BEGIN EXCERPT TO READ

US Filmmakers Hindered, Not Hobbled by Asian Crisis
As Korean money dries up, Hollywood's independents scramble for investors.
Coping with crises is nothing new to Academy Award winning film producer Saul Zaentz.
When 20th Century Fox suddenly pulled its multi-million dollar backing out from under his movie "The English Patient" in mid-production, he simply found the money elsewhere.
Now with the Asian financial crisis putting large holes in the budgets of hundreds of Hollywood's independent film producers, Mr. Zaentz, with his white beard and smiling eyes, is counseling his colleagues to remain calm.
"We hear about crisis after crisis for independent filmmakers and distributors," he says. "But think about it, when in your life haven't you had one or two crises ... every day?"
The collapse of the Asian market is rattling American film producers and financiers, but it probably won't affect what Americans see on the silver screen. That the industry can withstand such a blow is testament to its robustness and the global appetite for American-made films.
Overall, revenues from the foreign sales of independent films jumped more than 11 percent last year, despite a drop of almost 10 percent in Asia. This year, sales in the region are expected to plummet further. Meanwhile, dozens of producers have been left empty handed, with Asian buyers no longer able to fulfill big financial commitments made prior to the region's collapse.
But instead of pulling out, canceling contracts, and abandoning Asia, most of Hollywood's producers are opting to negotiate compromises.

END EXCERPT TO READ
BEGIN DATA FOR ANALYSIS

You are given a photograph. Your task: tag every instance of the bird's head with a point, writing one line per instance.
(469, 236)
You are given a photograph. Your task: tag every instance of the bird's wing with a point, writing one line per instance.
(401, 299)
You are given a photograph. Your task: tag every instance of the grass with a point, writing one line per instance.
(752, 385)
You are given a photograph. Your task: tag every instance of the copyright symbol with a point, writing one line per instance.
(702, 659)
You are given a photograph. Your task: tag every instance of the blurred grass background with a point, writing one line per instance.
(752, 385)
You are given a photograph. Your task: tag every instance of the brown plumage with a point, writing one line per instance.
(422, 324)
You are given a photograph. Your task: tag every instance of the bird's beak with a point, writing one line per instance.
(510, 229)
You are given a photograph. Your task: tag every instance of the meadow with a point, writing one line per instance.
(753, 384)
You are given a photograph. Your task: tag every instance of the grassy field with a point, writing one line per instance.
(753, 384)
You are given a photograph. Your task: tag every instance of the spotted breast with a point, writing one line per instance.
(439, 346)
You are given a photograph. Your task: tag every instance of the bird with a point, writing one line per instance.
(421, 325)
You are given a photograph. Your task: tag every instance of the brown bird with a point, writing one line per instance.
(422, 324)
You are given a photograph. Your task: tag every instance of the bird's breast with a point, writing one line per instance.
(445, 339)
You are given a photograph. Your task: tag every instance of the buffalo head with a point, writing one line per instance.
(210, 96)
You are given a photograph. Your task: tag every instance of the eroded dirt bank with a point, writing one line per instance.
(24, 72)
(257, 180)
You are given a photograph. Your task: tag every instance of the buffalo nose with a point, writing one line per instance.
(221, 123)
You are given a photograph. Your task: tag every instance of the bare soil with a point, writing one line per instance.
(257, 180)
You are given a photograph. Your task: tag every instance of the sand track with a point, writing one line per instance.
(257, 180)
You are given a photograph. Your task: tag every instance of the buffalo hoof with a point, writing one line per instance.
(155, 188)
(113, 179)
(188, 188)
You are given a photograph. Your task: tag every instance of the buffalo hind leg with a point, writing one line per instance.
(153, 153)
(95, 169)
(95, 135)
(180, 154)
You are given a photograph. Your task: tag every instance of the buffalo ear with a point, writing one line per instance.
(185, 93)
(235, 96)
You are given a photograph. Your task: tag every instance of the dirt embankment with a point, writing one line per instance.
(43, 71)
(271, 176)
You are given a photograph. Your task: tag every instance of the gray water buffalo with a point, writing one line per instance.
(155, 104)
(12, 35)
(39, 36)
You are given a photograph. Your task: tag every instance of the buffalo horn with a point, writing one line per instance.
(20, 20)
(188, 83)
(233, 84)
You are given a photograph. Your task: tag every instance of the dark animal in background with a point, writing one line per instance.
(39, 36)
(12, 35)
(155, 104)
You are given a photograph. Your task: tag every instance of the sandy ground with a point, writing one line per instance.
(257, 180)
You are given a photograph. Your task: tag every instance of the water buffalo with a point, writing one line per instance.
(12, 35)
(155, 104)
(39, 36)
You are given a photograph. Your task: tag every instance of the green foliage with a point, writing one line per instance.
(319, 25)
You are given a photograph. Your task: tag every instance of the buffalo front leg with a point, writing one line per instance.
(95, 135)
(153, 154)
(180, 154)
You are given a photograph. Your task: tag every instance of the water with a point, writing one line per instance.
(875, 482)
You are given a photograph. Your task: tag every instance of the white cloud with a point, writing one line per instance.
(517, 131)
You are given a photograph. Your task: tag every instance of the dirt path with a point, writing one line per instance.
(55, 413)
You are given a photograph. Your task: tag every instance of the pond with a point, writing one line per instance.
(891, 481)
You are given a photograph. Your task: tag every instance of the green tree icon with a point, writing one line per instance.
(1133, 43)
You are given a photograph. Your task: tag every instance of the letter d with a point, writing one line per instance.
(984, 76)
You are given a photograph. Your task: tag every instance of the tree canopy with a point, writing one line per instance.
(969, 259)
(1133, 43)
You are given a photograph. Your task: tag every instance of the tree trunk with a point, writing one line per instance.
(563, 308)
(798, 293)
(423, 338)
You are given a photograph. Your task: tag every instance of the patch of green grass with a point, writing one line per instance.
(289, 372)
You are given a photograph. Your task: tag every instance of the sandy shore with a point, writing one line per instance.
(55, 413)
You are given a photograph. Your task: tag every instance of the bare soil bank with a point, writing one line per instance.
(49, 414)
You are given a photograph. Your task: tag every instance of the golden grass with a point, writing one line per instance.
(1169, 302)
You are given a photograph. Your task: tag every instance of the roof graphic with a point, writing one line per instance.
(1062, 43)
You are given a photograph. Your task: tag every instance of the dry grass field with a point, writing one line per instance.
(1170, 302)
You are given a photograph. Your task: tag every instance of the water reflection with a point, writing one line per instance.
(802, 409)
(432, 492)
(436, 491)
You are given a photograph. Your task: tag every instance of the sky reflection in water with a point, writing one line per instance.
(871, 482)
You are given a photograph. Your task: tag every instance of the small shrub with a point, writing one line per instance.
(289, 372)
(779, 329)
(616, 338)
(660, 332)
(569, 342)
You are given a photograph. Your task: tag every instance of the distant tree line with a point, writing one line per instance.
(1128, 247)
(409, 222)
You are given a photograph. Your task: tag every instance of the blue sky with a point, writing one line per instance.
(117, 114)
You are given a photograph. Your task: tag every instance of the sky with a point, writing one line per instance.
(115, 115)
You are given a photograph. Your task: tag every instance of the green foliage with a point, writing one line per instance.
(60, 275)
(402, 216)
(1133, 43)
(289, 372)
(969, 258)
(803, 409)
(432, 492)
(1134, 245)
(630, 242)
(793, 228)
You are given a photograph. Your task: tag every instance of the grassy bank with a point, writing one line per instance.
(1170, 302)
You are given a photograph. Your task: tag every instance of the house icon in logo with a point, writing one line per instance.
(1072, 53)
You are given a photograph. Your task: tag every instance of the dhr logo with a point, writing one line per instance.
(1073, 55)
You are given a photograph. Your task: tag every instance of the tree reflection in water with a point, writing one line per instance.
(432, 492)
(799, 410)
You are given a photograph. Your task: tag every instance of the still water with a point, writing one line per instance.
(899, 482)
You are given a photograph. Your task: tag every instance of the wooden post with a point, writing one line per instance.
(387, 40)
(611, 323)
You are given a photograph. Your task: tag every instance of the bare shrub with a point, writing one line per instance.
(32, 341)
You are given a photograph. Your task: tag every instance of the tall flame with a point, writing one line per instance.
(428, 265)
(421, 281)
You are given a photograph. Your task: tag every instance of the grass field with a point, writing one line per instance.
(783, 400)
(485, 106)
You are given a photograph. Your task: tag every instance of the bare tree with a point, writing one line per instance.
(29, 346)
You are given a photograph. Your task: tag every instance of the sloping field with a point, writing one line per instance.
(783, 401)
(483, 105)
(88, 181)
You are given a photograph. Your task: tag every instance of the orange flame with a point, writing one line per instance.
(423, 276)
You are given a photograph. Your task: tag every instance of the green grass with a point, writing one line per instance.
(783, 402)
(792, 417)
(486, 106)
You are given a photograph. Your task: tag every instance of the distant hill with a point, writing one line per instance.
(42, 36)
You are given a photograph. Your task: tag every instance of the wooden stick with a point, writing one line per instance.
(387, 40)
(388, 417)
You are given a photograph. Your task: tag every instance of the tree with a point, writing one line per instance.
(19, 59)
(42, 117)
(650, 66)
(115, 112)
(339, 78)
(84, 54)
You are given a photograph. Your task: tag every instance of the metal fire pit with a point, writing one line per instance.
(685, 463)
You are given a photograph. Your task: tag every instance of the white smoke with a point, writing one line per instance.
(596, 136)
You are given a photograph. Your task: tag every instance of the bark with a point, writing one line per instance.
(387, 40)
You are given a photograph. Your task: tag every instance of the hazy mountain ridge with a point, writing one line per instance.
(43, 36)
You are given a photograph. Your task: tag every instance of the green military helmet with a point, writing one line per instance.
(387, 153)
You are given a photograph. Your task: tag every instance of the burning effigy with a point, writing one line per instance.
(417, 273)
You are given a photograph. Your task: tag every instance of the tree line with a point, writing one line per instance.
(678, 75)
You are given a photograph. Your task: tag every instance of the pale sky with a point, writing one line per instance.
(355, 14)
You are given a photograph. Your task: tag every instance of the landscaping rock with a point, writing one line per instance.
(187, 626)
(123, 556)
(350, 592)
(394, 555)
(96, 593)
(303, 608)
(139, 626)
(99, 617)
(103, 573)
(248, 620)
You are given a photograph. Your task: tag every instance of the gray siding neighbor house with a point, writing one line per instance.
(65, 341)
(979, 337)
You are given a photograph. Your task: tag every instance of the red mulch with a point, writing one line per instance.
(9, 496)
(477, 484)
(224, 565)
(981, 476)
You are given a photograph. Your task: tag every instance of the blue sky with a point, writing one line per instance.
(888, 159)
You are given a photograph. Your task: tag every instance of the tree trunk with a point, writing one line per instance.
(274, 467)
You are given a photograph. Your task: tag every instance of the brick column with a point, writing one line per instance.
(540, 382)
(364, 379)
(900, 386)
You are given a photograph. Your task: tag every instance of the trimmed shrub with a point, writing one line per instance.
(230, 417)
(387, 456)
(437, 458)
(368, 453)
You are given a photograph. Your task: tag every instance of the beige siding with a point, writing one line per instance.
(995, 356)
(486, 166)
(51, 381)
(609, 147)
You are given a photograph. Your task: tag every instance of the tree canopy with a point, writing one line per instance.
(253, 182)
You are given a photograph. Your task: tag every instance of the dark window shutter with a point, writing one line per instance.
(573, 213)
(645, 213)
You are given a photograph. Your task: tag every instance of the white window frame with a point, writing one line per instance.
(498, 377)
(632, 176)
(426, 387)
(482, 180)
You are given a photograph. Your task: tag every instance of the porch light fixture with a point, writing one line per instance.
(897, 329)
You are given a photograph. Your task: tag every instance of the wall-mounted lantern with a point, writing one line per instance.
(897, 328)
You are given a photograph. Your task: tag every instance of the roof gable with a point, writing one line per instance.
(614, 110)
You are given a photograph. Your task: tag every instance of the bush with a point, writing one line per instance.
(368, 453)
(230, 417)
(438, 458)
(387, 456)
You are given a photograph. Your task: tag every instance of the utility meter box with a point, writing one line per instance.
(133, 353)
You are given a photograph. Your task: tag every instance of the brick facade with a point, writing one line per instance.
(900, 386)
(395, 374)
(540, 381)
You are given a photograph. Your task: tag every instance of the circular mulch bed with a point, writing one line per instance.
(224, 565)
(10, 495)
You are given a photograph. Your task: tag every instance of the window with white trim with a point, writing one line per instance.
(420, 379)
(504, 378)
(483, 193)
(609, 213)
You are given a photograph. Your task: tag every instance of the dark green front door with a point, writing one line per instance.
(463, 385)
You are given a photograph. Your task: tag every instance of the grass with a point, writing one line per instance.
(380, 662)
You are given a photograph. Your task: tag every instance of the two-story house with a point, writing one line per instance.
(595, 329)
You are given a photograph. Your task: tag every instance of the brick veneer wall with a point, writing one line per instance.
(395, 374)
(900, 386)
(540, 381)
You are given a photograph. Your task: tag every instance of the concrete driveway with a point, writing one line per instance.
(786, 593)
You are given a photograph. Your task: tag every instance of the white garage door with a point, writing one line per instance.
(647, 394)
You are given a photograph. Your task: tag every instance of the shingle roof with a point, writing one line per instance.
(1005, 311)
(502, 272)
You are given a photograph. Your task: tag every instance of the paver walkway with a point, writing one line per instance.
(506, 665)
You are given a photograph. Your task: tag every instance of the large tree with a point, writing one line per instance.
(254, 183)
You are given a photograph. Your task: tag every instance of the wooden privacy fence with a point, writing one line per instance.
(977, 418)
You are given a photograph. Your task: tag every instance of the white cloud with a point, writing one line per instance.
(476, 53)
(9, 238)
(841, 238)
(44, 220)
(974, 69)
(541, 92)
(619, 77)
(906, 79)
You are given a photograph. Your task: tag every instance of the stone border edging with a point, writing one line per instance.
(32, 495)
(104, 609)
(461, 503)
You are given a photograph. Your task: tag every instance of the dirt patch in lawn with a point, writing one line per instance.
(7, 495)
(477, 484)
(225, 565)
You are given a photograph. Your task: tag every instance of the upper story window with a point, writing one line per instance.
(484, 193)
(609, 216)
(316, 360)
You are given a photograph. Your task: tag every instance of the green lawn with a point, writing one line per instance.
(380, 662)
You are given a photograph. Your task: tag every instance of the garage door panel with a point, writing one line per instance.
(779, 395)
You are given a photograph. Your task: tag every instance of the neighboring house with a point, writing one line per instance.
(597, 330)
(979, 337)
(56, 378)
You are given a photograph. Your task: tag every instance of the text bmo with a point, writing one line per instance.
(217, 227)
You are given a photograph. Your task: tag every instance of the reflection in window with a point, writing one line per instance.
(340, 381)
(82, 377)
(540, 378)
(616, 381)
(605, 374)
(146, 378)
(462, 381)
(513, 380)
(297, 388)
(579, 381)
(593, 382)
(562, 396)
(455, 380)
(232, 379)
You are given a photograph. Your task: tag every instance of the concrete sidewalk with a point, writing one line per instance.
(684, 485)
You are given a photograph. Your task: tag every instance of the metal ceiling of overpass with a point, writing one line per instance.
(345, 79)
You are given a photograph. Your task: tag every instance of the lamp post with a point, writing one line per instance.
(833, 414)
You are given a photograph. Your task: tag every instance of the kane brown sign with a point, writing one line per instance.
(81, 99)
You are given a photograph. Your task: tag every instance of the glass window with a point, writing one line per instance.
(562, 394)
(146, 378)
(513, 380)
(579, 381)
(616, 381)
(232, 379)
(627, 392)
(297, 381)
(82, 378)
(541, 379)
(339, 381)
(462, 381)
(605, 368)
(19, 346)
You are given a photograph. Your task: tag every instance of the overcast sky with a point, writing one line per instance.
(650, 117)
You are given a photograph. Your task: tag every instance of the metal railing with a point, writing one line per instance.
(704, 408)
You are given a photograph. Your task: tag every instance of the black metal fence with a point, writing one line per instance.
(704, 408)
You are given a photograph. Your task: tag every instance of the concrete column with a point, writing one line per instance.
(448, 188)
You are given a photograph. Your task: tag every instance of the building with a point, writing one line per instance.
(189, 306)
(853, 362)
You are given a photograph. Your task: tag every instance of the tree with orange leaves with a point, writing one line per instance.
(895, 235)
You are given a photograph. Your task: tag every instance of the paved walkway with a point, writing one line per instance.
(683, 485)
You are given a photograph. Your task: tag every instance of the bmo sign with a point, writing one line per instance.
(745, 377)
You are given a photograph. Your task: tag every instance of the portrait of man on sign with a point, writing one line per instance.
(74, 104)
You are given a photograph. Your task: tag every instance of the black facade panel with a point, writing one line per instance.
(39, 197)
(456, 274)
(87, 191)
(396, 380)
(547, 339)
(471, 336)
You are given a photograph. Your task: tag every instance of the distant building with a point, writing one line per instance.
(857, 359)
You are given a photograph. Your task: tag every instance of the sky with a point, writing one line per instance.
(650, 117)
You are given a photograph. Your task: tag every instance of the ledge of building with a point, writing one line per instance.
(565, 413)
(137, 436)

END DATA FOR ANALYSIS

### PROBLEM 1:
In the article on Hollywood and the Asian crisis, reproduce the passage from "US Filmmakers Hindered, Not" up to and including "producer Saul Zaentz.", replacing "Korean" with "Asian".
### PROBLEM 2:
In the article on Hollywood and the Asian crisis, how much did revenues from foreign sales of independent films rise last year?
The records have nothing to do with the article.

### OUTPUT 1:
US Filmmakers Hindered, Not Hobbled by Asian Crisis
As Asian money dries up, Hollywood's independents scramble for investors.
Coping with crises is nothing new to Academy Award winning film producer Saul Zaentz.

### OUTPUT 2:
More than 11 percent.